Extract to read: Begin

Florence Nightingale came to prominence while serving as a manager and trainer of nurses during the Crimean War in the 1850s, in which she organised care for wounded soldiers. She won nursing a favourable reputation for her innovative approach to care, and became an icon of Victorian culture.

Nightingale was admired and romanticised by the Victorians as "The Lady with the Lamp", recalling her making rounds of wounded soldiers in the wards at night.

Florence Nightingale was born in a well-to-do family in 1820. When she was 18, she met the English-born Parisian hostess Mary Clarke, whose disdain for the frivolous outlook of her female peers, and belief that women should be capable of so much more, was a major influence on the young Florence.

When she was 24, Nightingale became a nurse, despite the opposition of her family. At the time, nursing had a poor reputation for being relatively strict and formal, though often ineffective. The wealthy and literate Nightingale changed this completely – bringing a rigorous scientific method and training to the profession. Through her writings, and her friendships with politicians and other influential people, she was able to institute a great many reforms, including an emphasis on good hygiene.

Extract to read: End

* The problem
Resume the Florence Nightingale passage, picking up right after its last sentence. The data after this has nothing to do with the Florence Nightingale passage.

Stored data: Begin

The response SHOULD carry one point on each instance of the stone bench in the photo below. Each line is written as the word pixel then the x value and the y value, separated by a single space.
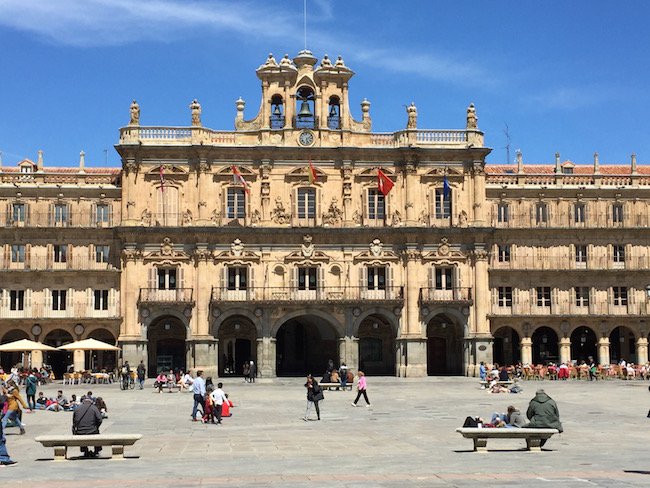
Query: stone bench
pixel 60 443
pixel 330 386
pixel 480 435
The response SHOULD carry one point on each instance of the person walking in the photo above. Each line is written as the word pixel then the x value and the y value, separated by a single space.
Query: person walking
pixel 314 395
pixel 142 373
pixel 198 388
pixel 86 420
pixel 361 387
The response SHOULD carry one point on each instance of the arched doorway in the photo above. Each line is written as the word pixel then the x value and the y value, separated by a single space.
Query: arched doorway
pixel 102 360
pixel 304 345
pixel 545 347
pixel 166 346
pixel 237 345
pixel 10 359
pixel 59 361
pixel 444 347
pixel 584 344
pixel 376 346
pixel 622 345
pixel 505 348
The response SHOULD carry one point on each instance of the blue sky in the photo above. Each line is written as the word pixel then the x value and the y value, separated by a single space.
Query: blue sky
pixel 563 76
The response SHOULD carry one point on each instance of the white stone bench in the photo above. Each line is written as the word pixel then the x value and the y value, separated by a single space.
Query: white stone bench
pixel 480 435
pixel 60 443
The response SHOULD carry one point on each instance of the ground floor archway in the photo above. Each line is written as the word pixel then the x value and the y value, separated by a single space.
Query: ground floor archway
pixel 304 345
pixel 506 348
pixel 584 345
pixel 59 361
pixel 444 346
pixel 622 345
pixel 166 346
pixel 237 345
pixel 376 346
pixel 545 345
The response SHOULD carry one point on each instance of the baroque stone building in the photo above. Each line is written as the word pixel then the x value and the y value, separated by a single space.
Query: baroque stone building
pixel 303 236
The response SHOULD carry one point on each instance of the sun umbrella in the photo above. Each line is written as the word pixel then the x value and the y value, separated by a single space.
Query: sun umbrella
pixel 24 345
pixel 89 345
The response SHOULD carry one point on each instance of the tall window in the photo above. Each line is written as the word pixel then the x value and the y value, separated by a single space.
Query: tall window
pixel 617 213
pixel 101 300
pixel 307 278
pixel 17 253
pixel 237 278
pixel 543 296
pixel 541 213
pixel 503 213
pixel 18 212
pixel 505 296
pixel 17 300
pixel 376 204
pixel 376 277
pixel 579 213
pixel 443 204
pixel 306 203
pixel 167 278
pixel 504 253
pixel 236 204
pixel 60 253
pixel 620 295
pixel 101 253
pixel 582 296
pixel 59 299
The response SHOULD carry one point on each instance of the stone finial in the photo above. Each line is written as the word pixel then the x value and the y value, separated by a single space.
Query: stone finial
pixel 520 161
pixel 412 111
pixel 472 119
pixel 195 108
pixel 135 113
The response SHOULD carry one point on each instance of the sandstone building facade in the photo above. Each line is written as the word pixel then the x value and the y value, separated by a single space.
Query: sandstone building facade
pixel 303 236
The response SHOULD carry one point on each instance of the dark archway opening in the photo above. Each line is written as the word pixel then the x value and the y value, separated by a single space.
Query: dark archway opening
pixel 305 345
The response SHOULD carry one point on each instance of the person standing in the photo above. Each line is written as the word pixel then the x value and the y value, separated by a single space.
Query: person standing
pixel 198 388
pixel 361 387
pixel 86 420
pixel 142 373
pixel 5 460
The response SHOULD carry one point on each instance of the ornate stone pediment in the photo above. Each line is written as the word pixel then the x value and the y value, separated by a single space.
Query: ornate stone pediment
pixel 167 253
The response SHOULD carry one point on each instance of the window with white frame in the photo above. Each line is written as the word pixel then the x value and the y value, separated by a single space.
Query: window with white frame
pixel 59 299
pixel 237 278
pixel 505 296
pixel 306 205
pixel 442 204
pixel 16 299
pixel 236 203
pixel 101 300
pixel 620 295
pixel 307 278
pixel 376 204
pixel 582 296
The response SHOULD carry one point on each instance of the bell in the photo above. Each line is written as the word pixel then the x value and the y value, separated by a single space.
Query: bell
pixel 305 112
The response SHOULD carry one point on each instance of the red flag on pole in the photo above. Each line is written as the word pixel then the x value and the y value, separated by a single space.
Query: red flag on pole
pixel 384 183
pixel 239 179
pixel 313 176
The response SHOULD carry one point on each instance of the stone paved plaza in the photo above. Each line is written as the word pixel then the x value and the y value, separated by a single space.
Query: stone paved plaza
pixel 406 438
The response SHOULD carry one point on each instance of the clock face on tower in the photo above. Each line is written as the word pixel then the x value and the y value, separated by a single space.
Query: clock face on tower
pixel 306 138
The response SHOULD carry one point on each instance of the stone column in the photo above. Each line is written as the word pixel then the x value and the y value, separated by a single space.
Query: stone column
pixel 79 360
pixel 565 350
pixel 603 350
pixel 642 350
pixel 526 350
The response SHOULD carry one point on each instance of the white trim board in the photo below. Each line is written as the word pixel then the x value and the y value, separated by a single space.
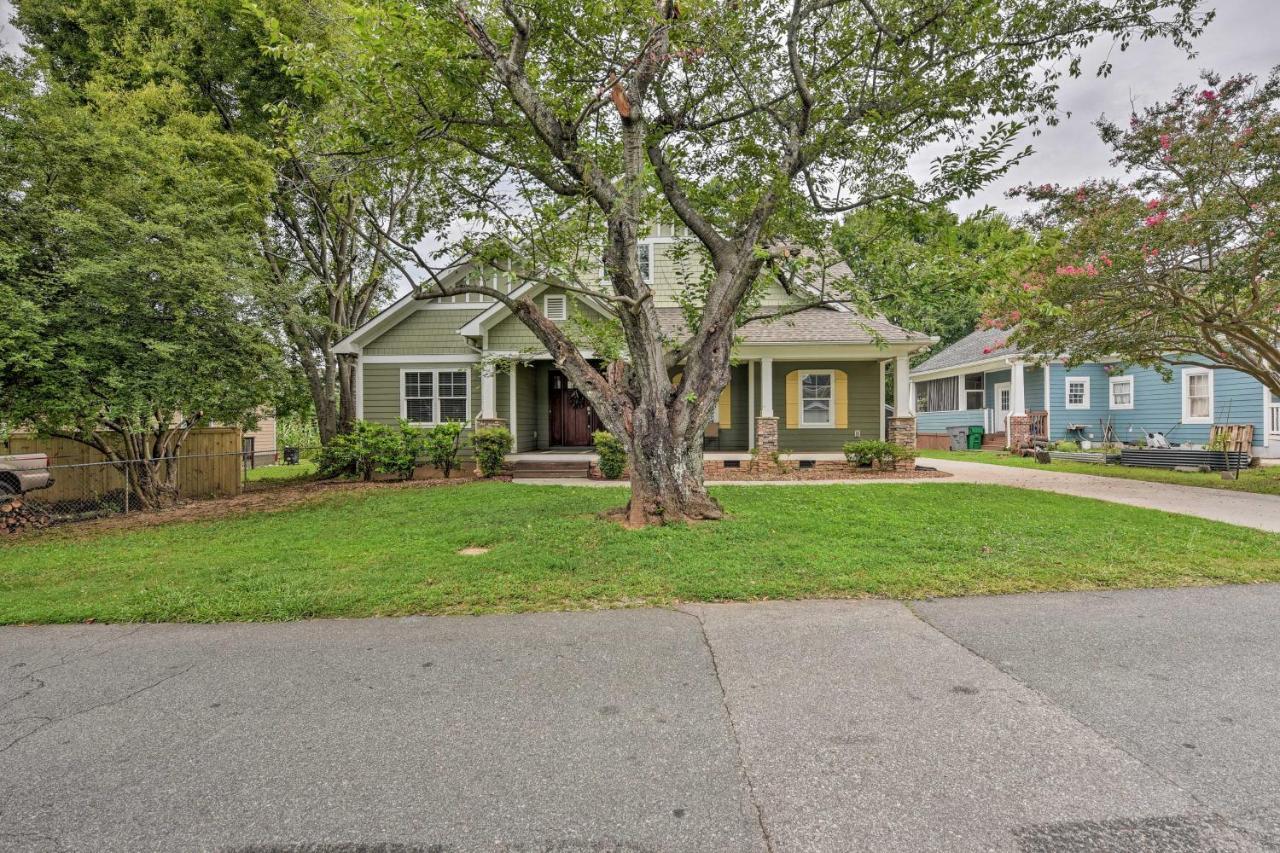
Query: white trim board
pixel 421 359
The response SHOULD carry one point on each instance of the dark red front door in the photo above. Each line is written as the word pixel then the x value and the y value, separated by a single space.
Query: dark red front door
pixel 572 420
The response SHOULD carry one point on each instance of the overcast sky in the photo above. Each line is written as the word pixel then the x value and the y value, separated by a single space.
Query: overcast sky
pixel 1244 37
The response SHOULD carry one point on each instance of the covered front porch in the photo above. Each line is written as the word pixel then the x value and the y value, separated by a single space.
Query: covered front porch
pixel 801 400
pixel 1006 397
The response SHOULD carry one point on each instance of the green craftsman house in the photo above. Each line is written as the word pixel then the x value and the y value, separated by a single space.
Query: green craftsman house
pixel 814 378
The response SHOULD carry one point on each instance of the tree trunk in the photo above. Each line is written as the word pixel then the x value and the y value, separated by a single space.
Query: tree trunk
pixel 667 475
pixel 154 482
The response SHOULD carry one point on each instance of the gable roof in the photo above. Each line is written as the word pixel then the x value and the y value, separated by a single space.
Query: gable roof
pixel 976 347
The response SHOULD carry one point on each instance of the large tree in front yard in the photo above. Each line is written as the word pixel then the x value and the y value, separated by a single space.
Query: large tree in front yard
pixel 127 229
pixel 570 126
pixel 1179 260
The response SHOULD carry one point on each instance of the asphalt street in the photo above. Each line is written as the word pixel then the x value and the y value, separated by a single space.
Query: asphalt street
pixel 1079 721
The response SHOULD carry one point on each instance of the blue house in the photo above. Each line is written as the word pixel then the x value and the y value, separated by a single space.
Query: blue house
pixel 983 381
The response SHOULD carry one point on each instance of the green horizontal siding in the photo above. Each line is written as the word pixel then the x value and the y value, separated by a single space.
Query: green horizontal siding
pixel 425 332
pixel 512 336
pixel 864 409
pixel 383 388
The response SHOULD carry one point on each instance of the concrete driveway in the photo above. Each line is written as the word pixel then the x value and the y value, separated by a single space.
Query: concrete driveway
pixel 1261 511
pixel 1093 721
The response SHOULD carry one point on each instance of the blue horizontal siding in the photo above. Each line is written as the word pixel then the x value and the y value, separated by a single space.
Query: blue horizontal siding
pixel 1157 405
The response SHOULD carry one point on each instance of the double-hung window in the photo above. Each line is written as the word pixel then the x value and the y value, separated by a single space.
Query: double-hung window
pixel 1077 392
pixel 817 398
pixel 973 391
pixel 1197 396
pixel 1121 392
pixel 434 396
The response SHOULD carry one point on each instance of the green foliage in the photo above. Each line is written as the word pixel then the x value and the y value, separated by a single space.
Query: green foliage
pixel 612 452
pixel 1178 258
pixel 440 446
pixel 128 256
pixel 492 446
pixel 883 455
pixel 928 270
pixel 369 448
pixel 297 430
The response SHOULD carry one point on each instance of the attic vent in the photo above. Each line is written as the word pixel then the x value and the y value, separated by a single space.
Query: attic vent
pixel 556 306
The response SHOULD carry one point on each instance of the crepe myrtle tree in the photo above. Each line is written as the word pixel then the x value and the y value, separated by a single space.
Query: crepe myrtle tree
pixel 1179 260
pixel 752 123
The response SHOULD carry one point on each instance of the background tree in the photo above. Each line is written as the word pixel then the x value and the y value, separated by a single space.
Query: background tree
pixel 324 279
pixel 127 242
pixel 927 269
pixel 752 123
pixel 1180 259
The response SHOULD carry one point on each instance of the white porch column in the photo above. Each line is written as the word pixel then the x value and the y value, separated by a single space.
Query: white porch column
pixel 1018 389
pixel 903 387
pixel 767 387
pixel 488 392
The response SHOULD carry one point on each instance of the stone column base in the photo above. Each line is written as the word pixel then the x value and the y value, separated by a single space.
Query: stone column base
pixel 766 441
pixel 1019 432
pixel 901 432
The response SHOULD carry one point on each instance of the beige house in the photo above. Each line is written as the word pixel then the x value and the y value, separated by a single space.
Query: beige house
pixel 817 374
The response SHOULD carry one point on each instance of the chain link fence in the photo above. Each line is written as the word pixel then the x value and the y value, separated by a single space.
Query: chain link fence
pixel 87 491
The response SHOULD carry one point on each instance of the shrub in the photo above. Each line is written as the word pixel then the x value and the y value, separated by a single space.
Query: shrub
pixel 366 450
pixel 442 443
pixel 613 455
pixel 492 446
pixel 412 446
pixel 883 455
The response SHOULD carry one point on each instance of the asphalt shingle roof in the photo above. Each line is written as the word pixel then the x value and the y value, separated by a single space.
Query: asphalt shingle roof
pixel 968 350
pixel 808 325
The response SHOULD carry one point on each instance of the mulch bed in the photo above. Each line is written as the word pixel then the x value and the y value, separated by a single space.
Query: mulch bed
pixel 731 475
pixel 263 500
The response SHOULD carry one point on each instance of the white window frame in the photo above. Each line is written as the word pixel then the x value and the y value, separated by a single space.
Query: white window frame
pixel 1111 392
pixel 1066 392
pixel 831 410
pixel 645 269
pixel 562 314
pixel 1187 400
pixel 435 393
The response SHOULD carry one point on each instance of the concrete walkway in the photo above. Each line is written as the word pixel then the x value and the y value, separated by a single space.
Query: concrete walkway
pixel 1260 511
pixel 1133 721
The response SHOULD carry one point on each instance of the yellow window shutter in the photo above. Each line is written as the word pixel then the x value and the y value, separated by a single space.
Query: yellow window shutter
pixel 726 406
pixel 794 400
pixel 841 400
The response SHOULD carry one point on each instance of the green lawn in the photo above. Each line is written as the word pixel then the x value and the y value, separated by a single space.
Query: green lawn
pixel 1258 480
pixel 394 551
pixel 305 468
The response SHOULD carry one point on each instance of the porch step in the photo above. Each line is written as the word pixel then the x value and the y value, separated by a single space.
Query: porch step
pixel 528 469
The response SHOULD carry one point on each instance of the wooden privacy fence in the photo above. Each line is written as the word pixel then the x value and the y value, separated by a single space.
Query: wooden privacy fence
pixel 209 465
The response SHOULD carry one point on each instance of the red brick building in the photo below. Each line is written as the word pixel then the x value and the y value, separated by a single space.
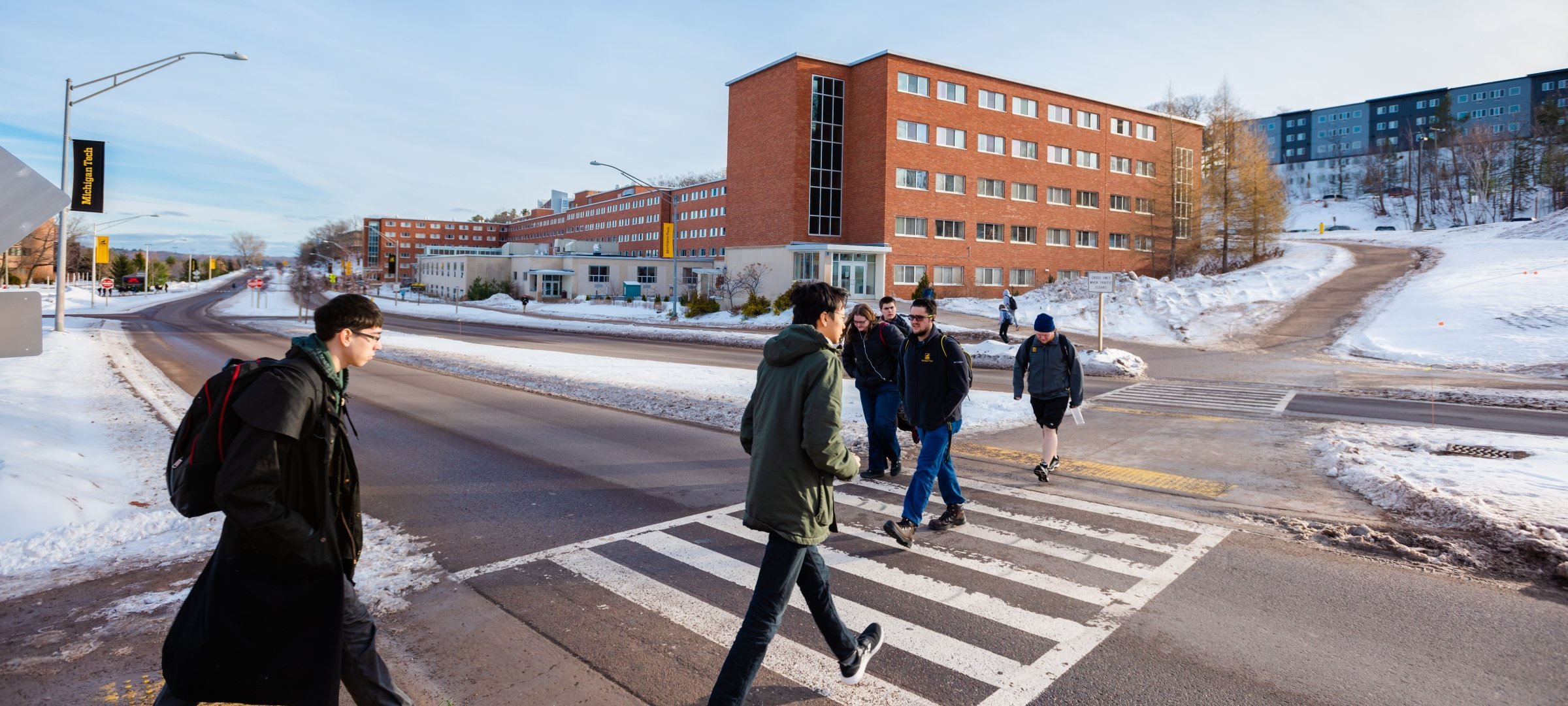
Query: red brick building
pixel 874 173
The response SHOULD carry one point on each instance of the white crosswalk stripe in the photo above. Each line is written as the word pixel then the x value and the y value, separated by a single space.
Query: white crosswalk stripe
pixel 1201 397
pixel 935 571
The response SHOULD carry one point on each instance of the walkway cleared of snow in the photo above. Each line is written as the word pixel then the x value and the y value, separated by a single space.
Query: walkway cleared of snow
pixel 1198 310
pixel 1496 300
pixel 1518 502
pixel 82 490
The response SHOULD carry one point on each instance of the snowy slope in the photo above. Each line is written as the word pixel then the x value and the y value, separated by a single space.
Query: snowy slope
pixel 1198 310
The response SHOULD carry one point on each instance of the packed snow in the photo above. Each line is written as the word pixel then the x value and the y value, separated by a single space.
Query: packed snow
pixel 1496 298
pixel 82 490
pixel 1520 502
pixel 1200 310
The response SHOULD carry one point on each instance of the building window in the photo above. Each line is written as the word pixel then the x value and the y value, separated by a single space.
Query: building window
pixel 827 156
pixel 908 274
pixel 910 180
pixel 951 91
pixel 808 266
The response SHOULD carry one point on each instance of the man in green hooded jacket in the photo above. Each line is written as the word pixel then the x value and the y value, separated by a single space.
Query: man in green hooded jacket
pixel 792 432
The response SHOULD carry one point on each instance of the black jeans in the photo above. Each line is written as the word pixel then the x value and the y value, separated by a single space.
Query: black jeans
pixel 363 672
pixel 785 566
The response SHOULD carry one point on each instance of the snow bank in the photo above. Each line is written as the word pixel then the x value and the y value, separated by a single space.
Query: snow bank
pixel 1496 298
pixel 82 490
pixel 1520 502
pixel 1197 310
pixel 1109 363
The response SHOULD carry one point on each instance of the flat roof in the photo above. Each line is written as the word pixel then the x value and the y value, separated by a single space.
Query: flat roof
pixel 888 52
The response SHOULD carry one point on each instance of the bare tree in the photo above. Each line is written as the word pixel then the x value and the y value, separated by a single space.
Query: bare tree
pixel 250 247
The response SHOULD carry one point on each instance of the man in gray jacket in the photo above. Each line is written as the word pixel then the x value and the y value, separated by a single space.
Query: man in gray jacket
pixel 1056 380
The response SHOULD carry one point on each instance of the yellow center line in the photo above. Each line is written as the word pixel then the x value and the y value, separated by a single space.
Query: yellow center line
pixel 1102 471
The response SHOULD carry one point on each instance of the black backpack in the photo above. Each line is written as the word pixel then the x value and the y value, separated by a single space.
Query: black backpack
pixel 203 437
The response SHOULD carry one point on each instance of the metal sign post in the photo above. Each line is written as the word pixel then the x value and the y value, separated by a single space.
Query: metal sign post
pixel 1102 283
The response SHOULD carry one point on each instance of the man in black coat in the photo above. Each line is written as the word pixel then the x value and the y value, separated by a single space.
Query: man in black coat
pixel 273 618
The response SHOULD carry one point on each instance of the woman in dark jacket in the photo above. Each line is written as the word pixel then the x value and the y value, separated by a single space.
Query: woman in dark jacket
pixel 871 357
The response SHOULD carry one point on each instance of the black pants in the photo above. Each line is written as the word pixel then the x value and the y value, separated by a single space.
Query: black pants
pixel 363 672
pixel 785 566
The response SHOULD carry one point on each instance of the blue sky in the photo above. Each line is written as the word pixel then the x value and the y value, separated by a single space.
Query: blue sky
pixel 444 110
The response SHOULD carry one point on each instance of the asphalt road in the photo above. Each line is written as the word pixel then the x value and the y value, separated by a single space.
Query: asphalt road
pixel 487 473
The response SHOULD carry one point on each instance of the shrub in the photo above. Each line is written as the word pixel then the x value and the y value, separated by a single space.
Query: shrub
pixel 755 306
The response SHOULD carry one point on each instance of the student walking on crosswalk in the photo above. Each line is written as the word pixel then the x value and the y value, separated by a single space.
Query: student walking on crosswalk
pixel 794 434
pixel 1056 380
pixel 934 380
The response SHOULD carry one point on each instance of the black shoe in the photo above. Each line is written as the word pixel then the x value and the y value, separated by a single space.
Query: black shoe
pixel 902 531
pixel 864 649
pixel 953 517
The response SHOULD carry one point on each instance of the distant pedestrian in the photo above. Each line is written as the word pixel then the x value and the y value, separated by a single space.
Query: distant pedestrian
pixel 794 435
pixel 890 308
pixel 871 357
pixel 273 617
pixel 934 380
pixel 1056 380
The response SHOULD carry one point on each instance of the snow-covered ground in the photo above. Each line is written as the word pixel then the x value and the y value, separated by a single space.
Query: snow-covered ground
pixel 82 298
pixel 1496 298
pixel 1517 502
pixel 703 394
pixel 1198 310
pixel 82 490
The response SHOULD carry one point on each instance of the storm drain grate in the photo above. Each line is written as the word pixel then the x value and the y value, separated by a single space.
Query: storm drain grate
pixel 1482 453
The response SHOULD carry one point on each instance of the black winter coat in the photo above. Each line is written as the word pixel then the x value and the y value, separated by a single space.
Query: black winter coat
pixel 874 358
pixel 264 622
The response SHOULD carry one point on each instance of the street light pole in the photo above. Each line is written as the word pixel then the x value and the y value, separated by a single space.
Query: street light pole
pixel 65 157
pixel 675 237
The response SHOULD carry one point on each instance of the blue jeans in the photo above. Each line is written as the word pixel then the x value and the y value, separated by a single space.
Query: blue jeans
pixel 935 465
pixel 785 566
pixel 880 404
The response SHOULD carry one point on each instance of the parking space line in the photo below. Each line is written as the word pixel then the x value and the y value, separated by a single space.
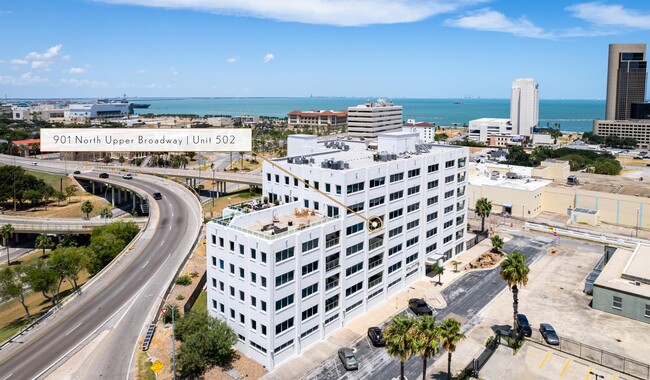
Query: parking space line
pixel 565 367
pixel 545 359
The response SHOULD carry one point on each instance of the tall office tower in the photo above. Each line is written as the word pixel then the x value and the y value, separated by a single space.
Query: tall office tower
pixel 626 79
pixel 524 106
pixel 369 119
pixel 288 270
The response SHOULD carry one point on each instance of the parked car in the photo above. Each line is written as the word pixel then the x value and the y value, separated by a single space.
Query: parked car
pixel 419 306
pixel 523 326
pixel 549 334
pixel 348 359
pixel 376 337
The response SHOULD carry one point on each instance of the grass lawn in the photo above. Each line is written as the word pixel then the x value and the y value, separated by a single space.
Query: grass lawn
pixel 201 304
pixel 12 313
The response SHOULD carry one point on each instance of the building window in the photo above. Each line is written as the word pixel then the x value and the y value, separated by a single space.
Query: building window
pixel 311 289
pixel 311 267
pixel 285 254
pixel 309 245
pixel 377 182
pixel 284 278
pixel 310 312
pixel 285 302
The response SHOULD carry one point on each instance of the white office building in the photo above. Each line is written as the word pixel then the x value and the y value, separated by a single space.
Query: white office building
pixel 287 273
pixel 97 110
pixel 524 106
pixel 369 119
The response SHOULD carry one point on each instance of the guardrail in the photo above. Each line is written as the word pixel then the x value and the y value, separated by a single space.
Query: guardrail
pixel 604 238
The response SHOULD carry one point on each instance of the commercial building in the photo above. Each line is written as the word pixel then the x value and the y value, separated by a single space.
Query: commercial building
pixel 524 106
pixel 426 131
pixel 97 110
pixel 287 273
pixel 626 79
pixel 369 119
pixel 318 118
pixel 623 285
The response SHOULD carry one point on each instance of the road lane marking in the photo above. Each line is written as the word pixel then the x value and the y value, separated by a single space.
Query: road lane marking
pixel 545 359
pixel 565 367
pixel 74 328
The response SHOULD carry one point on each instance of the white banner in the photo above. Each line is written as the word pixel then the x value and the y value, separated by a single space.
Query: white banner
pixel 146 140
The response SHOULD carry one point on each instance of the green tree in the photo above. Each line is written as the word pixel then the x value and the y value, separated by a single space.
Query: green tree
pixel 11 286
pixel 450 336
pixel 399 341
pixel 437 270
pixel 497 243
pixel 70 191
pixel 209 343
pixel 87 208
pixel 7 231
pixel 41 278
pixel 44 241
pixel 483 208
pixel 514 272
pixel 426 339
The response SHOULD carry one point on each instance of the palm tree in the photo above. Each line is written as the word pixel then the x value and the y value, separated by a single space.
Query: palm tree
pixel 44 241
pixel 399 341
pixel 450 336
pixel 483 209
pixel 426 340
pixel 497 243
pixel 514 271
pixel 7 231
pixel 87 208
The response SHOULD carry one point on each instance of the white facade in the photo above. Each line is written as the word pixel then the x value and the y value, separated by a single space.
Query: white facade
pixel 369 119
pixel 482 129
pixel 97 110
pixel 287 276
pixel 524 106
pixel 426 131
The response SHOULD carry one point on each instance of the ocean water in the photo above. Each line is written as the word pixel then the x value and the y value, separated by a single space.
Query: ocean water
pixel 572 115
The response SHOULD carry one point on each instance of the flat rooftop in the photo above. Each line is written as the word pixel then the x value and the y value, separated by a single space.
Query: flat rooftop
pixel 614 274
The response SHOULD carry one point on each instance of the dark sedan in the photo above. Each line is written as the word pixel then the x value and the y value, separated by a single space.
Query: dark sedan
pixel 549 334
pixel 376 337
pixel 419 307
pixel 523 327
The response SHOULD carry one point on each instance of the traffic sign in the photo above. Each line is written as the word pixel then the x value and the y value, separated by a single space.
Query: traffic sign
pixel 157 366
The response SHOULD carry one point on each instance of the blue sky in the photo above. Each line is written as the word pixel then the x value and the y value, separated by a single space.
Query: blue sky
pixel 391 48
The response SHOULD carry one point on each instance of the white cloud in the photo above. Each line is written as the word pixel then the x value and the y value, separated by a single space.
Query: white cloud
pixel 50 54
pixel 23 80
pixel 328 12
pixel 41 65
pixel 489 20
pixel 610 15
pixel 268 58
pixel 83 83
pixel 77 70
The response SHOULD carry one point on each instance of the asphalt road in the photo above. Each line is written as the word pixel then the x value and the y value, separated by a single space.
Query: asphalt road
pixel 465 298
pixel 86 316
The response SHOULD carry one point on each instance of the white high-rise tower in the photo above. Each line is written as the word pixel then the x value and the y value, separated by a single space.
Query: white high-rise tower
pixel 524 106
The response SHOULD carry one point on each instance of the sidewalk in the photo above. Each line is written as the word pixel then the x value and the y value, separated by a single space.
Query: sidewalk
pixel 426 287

Stored data: End

* Answer
During the Crimean War Scutari Barracks was converted into a British military hospital, known as Scutari Hospital. The inadequate building was not designed to cope with the thousands of sick and injured soldiers who were placed there for medical care. When Nightingale arrived with her party of nurses in 1854 she was horrified by the filthy conditions and the suffering which she witnessed. Her work at Scutari not only made her famous, but gave her a burning desire to improve hospitals and healthcare provision more generally to try and prevent such avoidable suffering from happening again.

Though she had many male friends and admirers, Florence Nightingale remained single as she was financially secure and believed that marriage would interfere with her calling as a nurse. She could be rather exasperated by her female contemporaries, criticising early women's rights activists for decrying an alleged lack of careers for women whilst at the same time, lucrative medical positions, under the supervision of Nightingale and others, went perpetually unfilled.

Florence Nightingale died in 1910, and there is a museum dedicated to her in central London.